#### Goal:
Please update the part of the records that runs from their start through the line containing "(1073, 508)", inclusive, by replacing "fretwork" with "latticework" and changing nothing else. Give back only that part, without the pictures.

(Dataset records)
::::::

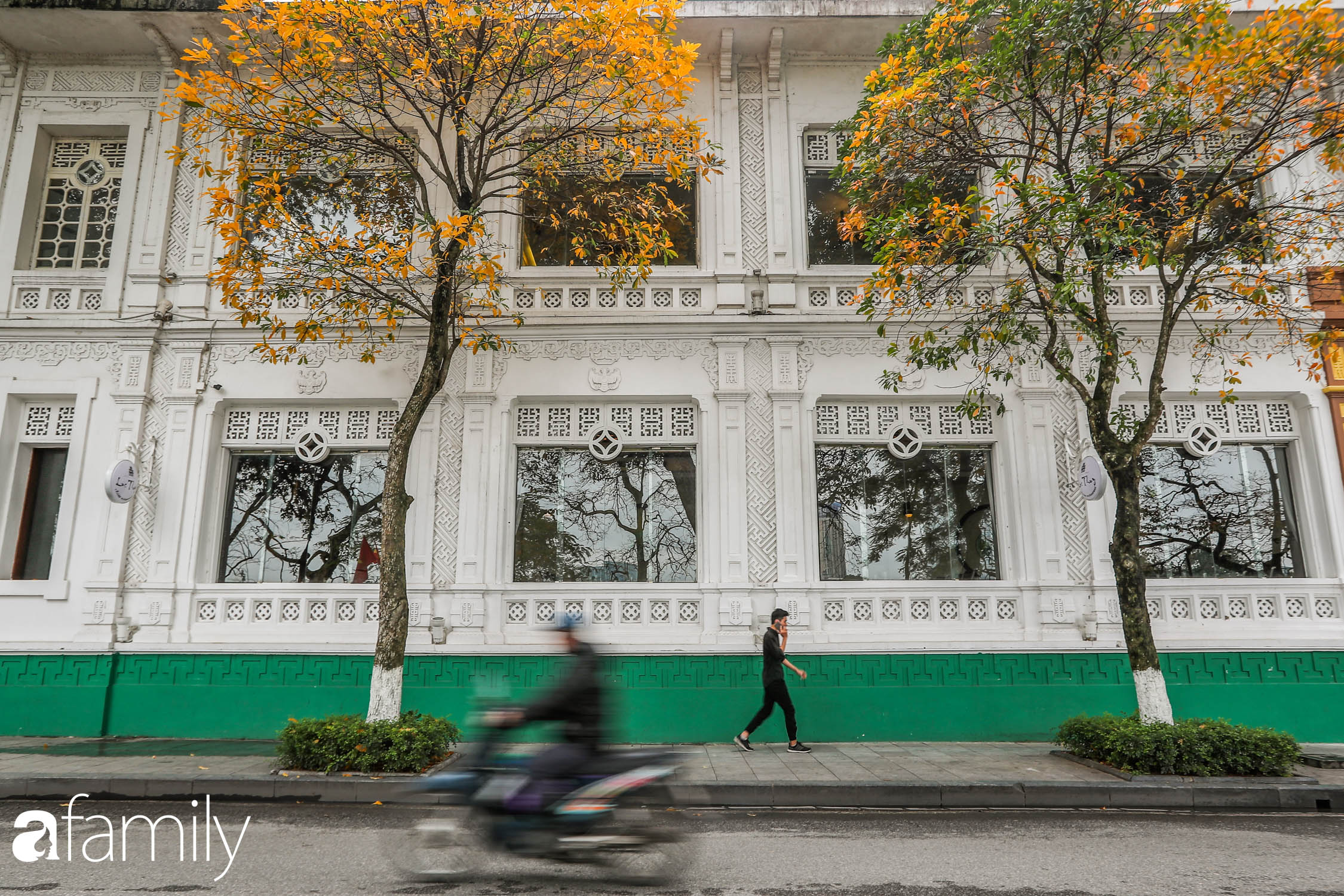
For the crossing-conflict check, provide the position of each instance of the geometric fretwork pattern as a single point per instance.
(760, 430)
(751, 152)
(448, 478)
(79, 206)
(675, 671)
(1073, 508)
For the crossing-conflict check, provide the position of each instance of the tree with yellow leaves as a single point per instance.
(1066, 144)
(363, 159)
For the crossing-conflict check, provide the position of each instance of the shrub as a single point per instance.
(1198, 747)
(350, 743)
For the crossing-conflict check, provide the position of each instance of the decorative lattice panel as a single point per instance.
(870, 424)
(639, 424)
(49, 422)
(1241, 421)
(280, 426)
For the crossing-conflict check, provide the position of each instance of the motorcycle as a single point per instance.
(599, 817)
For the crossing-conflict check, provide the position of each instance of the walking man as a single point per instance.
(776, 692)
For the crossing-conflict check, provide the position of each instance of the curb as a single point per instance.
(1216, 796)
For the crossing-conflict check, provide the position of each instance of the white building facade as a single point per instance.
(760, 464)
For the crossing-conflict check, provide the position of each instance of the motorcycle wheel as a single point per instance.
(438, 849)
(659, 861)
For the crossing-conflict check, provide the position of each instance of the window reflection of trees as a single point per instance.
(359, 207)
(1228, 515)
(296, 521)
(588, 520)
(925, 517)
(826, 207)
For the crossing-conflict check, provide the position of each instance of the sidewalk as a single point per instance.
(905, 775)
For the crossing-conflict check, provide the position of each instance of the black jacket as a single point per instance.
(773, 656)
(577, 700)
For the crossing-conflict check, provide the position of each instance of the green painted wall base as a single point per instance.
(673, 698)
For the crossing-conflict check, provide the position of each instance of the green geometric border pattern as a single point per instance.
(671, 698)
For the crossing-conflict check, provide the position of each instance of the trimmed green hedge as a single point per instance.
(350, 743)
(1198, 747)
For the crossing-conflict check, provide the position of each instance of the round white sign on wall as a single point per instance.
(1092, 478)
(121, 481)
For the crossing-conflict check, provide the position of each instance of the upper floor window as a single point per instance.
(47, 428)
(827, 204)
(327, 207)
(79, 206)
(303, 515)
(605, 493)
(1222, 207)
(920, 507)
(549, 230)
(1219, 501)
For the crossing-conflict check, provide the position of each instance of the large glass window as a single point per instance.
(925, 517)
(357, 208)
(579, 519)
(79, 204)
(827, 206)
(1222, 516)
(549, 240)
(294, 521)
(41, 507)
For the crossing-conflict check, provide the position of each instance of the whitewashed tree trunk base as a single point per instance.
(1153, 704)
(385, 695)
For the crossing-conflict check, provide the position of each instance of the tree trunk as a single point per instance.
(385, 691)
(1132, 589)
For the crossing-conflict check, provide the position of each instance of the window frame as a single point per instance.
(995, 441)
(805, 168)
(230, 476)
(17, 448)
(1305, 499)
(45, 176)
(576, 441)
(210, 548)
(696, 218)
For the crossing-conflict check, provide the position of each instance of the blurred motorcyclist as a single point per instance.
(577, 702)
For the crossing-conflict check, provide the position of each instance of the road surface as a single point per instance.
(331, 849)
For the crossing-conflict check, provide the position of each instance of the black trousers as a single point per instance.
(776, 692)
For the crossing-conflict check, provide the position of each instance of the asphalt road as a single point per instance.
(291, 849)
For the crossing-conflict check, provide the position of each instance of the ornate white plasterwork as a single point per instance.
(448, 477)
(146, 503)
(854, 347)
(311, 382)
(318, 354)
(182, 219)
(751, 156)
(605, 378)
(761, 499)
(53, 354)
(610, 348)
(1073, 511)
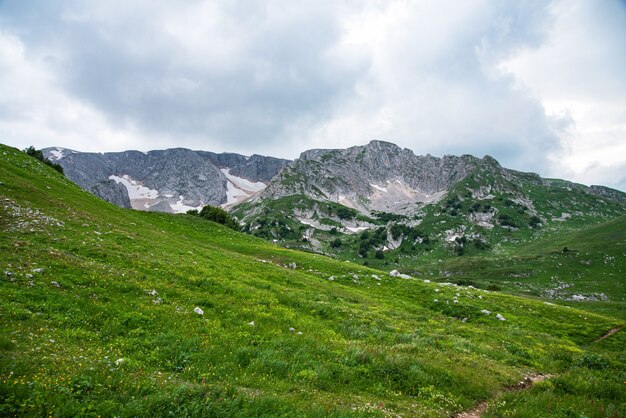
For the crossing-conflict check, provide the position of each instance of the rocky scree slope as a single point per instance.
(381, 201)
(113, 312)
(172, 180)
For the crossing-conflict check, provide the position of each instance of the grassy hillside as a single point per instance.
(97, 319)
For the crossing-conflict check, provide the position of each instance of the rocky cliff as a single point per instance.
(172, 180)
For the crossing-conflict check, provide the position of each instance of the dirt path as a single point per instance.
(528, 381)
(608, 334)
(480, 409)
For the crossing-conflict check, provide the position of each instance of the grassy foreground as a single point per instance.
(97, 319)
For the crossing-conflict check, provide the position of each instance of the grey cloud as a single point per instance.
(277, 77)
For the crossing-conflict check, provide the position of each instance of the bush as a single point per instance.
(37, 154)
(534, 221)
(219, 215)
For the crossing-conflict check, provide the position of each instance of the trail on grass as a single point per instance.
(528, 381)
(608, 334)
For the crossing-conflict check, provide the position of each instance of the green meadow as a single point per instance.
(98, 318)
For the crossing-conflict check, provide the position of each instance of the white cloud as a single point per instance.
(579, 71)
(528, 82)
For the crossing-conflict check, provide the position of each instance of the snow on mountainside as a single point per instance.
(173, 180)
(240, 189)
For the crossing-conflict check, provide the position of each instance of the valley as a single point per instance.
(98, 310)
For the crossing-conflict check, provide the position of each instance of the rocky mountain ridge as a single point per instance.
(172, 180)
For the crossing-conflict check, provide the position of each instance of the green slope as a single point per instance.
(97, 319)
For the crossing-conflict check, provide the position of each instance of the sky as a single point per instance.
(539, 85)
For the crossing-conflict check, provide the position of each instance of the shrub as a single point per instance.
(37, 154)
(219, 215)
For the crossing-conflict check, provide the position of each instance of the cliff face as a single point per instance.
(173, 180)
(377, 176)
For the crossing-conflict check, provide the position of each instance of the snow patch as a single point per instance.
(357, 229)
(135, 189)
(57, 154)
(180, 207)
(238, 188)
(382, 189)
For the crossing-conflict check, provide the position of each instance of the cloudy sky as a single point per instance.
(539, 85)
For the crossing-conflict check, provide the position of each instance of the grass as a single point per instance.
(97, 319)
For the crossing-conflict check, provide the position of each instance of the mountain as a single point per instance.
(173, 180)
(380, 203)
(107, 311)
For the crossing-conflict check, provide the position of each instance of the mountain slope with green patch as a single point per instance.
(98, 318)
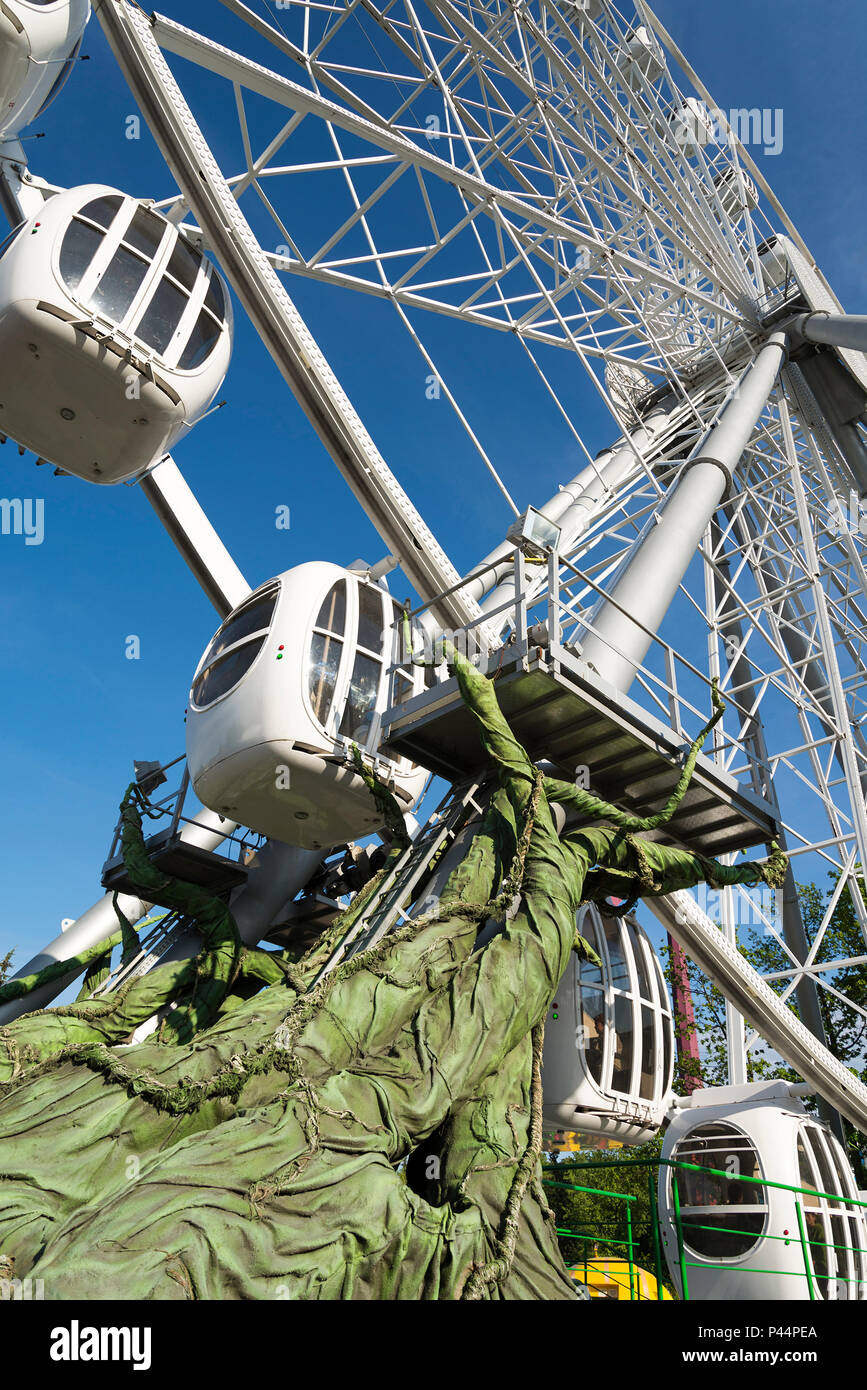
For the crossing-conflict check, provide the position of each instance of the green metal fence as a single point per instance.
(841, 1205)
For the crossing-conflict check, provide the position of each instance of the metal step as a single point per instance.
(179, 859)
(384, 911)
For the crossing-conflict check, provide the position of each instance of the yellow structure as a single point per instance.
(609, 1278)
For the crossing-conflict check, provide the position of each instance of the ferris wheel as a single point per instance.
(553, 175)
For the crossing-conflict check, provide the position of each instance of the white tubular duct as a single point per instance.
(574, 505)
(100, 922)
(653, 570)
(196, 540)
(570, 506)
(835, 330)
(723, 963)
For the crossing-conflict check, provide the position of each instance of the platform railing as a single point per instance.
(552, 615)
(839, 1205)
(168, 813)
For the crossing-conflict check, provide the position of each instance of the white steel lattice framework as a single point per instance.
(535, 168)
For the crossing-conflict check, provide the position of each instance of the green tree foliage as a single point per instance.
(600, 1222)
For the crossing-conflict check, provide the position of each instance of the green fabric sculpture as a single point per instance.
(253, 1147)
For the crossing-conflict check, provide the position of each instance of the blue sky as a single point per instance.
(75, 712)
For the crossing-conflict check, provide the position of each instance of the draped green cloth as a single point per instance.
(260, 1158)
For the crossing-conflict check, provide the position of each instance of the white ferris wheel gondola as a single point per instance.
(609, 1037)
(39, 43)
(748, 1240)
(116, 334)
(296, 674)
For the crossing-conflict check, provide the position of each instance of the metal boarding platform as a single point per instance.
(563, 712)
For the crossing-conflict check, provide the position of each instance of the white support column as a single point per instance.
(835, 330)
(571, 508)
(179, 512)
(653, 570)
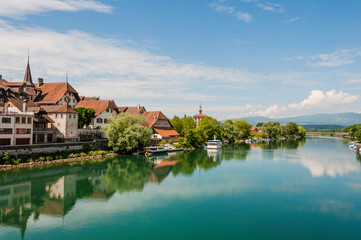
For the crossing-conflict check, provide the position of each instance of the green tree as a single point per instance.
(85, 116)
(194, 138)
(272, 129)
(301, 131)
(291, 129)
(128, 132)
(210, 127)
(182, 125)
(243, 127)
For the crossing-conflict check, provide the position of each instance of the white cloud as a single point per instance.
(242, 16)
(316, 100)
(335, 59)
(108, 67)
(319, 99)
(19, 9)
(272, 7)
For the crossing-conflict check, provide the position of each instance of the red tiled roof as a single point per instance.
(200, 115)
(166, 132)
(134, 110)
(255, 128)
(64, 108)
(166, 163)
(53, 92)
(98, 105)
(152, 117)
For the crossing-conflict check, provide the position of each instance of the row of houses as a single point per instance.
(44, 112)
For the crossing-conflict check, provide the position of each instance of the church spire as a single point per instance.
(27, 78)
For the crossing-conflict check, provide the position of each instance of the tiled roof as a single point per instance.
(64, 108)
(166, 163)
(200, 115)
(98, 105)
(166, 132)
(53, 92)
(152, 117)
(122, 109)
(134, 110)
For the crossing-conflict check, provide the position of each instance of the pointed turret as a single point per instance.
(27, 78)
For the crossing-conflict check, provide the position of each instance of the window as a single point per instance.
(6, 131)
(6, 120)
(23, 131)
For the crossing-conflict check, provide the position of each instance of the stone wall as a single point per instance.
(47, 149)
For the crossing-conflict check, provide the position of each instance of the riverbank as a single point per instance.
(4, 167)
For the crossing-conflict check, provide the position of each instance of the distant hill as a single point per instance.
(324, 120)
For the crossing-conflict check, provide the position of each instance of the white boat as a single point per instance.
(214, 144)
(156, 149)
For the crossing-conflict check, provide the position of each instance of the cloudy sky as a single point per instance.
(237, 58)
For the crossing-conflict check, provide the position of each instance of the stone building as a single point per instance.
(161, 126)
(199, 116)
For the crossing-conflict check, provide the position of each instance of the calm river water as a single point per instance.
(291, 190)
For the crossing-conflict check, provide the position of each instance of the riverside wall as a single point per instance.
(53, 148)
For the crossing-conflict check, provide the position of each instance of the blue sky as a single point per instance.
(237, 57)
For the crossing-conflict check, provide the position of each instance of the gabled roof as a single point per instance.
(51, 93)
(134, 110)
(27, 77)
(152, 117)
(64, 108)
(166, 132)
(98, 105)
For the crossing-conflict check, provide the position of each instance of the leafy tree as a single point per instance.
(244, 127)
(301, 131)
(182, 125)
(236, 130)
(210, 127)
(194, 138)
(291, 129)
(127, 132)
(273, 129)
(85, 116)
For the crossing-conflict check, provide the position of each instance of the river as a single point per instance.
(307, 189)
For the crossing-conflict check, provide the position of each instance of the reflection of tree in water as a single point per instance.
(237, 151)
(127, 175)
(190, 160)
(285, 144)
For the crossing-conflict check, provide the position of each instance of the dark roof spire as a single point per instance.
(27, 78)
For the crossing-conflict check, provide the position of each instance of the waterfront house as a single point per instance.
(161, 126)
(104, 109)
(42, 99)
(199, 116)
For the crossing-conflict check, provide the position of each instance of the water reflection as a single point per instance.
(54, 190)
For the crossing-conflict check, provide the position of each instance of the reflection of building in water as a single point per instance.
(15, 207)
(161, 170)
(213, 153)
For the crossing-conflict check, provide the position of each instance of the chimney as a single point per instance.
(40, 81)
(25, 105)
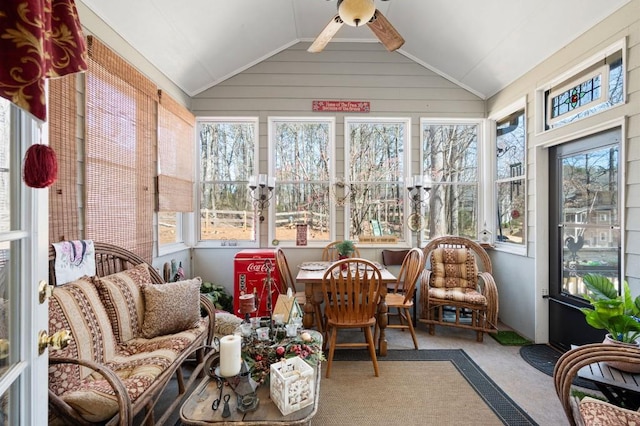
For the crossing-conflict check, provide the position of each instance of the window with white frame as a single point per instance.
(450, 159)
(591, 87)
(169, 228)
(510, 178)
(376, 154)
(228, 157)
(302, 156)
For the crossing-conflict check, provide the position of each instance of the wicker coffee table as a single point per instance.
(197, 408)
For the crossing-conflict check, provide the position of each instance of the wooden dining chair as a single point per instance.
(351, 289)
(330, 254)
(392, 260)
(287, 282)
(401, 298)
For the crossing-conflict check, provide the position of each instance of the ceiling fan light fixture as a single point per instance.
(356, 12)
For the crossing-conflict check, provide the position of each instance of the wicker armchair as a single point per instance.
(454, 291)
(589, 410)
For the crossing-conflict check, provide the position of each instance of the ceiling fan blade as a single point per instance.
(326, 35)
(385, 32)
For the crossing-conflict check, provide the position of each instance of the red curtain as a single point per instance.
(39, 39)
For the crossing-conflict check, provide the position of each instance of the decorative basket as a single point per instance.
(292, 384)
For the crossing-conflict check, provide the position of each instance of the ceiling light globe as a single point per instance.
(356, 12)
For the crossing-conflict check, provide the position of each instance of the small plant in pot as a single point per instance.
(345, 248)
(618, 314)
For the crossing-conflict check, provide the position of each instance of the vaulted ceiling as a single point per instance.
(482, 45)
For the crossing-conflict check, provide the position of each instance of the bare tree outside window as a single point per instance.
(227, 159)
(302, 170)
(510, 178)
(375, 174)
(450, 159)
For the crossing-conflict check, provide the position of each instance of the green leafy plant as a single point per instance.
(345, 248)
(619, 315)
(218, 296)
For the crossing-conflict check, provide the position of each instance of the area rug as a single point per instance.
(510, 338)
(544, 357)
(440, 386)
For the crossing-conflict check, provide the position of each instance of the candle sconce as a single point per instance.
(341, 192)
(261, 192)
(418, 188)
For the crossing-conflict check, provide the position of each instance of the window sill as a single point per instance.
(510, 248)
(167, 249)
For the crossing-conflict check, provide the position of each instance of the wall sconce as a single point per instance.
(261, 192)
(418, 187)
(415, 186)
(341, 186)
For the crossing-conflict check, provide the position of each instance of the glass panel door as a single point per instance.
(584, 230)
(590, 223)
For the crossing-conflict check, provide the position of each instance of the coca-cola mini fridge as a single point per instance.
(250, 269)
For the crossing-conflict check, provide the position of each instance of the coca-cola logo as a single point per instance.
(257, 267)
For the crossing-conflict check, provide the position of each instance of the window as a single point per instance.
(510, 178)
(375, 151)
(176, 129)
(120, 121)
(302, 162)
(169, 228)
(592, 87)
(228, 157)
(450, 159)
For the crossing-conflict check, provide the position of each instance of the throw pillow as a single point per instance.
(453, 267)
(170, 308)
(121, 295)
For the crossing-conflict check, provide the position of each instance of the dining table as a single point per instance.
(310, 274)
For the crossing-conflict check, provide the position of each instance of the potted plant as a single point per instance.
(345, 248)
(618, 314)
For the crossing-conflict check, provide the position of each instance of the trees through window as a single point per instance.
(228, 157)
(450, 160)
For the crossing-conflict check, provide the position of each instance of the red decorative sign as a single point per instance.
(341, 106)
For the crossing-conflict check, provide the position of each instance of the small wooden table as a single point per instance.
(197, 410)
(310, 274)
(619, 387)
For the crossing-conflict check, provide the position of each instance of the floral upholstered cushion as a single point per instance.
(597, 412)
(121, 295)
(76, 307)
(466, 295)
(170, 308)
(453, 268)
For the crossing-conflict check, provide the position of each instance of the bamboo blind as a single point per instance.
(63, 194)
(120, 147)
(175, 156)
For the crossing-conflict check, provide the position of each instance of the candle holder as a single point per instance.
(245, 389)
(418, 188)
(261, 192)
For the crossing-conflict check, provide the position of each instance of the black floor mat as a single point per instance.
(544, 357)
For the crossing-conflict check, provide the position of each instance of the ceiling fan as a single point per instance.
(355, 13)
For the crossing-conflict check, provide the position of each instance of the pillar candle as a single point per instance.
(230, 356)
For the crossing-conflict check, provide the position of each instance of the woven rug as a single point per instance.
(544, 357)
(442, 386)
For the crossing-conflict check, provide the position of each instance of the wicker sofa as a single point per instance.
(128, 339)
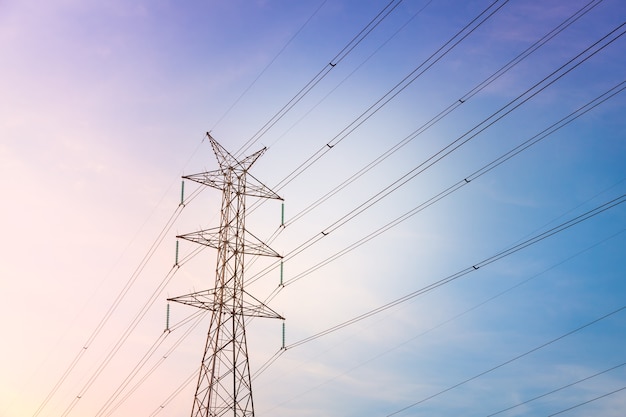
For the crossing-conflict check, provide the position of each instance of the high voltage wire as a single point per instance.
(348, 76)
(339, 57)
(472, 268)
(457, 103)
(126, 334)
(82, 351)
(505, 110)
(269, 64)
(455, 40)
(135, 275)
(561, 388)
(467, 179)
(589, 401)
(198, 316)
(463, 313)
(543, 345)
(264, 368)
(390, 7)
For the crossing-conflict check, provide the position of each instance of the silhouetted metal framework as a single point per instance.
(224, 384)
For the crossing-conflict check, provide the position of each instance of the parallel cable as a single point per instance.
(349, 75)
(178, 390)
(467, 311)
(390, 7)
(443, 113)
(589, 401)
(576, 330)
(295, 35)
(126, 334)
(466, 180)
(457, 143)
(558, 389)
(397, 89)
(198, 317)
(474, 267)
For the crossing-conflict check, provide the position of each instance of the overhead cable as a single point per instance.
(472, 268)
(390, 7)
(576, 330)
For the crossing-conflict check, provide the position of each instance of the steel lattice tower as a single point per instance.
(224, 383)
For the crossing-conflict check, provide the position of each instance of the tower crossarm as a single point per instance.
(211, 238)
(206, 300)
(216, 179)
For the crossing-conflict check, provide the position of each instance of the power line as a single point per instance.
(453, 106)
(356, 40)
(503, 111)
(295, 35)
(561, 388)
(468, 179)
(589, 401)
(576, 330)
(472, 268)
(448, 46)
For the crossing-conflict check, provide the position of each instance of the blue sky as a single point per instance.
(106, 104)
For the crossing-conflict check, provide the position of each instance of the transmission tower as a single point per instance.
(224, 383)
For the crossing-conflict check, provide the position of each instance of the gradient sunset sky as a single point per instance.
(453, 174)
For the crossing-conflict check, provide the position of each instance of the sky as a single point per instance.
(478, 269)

::::::

#### Solution:
For the crossing-conflict check, provide the position of each instance of the geometric latticework pattern as a single point per instance.
(760, 430)
(751, 152)
(448, 478)
(79, 206)
(675, 671)
(1073, 508)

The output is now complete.